▶ **TASK ITEM**
All records need to be reproduced exactly. Keep every word as it is.

(Beginning of SUPPLIED ENTRIES)

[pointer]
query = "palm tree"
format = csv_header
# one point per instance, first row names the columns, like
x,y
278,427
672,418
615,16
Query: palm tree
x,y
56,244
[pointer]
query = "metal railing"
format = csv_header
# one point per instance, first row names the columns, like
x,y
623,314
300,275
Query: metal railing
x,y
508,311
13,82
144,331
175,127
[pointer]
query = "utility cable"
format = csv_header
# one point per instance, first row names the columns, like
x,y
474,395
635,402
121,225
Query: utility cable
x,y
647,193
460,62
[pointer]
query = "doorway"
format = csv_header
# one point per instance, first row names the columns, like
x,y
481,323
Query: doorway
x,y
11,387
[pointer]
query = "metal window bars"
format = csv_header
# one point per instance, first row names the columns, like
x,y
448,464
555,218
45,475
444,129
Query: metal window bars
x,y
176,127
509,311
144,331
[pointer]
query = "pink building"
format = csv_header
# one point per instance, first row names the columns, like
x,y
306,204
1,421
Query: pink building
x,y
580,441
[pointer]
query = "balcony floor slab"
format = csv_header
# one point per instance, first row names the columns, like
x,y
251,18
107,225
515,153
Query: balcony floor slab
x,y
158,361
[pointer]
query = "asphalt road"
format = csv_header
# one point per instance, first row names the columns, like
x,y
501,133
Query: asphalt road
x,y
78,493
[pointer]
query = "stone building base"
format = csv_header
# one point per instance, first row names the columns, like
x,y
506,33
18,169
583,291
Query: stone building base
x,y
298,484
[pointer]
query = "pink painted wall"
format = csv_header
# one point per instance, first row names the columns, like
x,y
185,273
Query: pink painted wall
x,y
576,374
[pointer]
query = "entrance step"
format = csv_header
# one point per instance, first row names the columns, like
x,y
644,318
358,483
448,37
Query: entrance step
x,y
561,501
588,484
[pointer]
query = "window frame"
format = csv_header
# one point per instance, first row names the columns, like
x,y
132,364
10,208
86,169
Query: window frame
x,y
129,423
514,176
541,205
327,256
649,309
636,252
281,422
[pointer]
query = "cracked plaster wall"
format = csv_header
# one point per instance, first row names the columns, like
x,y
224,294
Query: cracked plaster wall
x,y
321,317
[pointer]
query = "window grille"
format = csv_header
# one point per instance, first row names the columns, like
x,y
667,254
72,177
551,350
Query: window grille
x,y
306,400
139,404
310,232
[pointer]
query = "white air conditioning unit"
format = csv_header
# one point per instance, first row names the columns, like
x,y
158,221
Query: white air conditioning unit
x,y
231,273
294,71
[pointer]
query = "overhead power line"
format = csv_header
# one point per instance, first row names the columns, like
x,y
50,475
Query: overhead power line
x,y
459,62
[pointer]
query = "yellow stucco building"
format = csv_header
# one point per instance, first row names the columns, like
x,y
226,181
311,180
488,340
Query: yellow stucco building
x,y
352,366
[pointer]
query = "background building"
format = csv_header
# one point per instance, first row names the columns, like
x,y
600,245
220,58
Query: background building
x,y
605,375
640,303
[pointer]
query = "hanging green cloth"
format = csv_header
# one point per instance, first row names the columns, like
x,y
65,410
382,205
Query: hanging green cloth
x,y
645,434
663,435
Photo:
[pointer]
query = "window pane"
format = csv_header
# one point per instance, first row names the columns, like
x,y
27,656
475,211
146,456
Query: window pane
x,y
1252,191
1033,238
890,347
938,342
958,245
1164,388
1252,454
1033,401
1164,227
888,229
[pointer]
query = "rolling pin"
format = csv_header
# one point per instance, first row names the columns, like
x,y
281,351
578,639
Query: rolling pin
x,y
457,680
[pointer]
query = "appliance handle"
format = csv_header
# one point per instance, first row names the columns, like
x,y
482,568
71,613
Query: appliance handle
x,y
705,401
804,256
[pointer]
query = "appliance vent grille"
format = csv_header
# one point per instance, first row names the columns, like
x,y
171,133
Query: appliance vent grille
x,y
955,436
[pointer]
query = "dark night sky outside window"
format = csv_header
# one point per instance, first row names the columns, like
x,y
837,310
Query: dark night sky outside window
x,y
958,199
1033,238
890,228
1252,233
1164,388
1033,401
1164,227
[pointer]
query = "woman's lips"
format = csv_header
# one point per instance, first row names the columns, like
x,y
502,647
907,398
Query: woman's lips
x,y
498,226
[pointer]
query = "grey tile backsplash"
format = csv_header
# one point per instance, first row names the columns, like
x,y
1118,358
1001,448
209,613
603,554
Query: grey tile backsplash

(End of SUPPLIED ENTRIES)

▶ **TASK OUTPUT**
[pointer]
query = "palm tree"
format = csv_header
# one point per instance, first row names the columns, like
x,y
278,427
672,418
615,16
Query: palm tree
x,y
56,244
[pointer]
query = "metal railing"
format = csv_header
# one point per instance, first row names the columns, like
x,y
623,314
300,275
Query: metal railing
x,y
508,311
13,82
144,331
175,127
[pointer]
query = "utility cable"
format = csv_header
# one point per instance, first row names the columns, like
x,y
474,395
635,402
121,225
Query: utility cable
x,y
647,193
460,62
[pointer]
query = "doorway"
format = csv_header
# one point per instance, first row names the columns, like
x,y
481,323
Query: doorway
x,y
11,387
[pointer]
query = "metal window bars"
format = csv_header
# one point per instance, first row names the columns, like
x,y
448,464
555,218
45,475
444,129
Query: metal window bars
x,y
176,127
509,311
144,331
[pointer]
query = "pink building"
format = csv_header
# one point per instance, first row names the columns, like
x,y
306,204
1,421
Query: pink building
x,y
580,441
[pointer]
query = "balcony floor slab"
format = csv_header
# one point per instance, first row names the columns, like
x,y
251,18
107,225
515,153
Query: balcony floor slab
x,y
158,361
[pointer]
query = "asphalt road"
format = csv_header
# one point per instance, first row names the columns, like
x,y
501,133
Query: asphalt road
x,y
78,493
[pointer]
query = "stone building base"
format = csv_header
# one point per instance, first row names the columns, like
x,y
506,33
18,169
583,291
Query: stone building base
x,y
298,484
[pointer]
query = "pink painted wall"
format = csv_header
# one point per instance, first row names the columns, like
x,y
185,273
Query: pink painted wall
x,y
576,374
[pointer]
query = "entrance step"
format = csv_header
# one point per instance, first row names the columns, like
x,y
644,318
358,483
448,37
Query: entrance step
x,y
561,501
588,484
[pointer]
query = "window frame"
format = csv_header
# one point per instance, first row names the columns, like
x,y
132,364
10,208
86,169
Query: window frame
x,y
129,423
514,176
541,205
327,256
649,309
636,252
281,422
[pointer]
query = "cracked plaster wall"
format = csv_header
# one point per instance, first row names the columns, like
x,y
224,294
Query: cracked plaster wall
x,y
321,317
[pointer]
query = "window grille"
format = csv_header
# one point per instance, first row names the columns, like
x,y
667,254
72,177
551,350
Query: window grille
x,y
306,400
139,404
310,232
[pointer]
query = "white air conditioning unit"
format = csv_header
# one point per instance, first row names the columns, like
x,y
158,221
Query: white air conditioning unit
x,y
231,273
294,71
[pointer]
query = "overhead power line"
format = csv_header
# one point per instance, first row names the columns, like
x,y
50,475
Query: overhead power line
x,y
459,62
[pointer]
query = "yellow stucco building"
format = csv_header
# one point per instance, first row names the columns, like
x,y
226,181
311,180
488,340
Query: yellow stucco building
x,y
352,366
[pointer]
query = "background building"
format = csv_header
# one point per instance, first row names the columns, like
x,y
600,245
220,58
Query: background building
x,y
605,375
640,303
[pointer]
query = "hanging green cloth"
format = csv_header
# one point per instance, first row names the columns, like
x,y
65,410
382,205
Query: hanging green cloth
x,y
645,434
663,435
Photo:
[pointer]
query = "window pane"
format = csv_header
# one point per instance, first row names the columns, like
x,y
27,656
475,211
146,456
Query: window pane
x,y
1252,191
1033,238
890,347
938,342
958,245
1164,388
1252,454
1033,401
1164,227
888,229
[pointer]
query = "rolling pin"
format = csv_header
# one point per instance, first row names the columns, like
x,y
281,351
578,639
Query: rolling pin
x,y
457,680
[pointer]
query = "appliance handle"
format = csv_header
# one point per instance, first row names the columns, like
x,y
482,568
71,613
Query: appliance handle
x,y
705,401
804,256
[pointer]
query = "appliance vent grille"
format = csv_header
# one point per instance, first row names the columns, like
x,y
171,133
Query: appliance vent grille
x,y
955,436
[pointer]
query = "dark night sky outside window"
format = csv_header
# one point per instance, first row names the columns, like
x,y
837,310
Query: dark night sky outside window
x,y
958,199
1033,238
890,228
1252,233
1164,388
1033,401
1164,227
[pointer]
query = "woman's lips"
format = csv_header
# one point per instance, first row names the columns, like
x,y
502,647
907,398
Query: woman's lips
x,y
498,226
[pointer]
query = "grey tile backsplash"
format = csv_header
# one point per instance, first row names the columns, like
x,y
1118,358
1001,448
209,613
603,554
Query: grey tile backsplash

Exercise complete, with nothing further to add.